# Start of INFORMATION PROVIDED

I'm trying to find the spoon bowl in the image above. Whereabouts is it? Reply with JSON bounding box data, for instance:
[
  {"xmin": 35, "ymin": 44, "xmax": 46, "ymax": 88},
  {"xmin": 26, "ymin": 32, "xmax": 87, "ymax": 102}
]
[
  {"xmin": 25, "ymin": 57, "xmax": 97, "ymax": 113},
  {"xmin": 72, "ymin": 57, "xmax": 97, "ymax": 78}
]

# End of INFORMATION PROVIDED

● WHAT YOU ARE ASKED TO DO
Select every line of the records that contains the string "ymin", treating uppercase and lowercase letters as different.

● WRITTEN ANSWER
  {"xmin": 35, "ymin": 44, "xmax": 46, "ymax": 88},
  {"xmin": 26, "ymin": 32, "xmax": 87, "ymax": 102}
  {"xmin": 25, "ymin": 57, "xmax": 97, "ymax": 113},
  {"xmin": 72, "ymin": 57, "xmax": 97, "ymax": 78}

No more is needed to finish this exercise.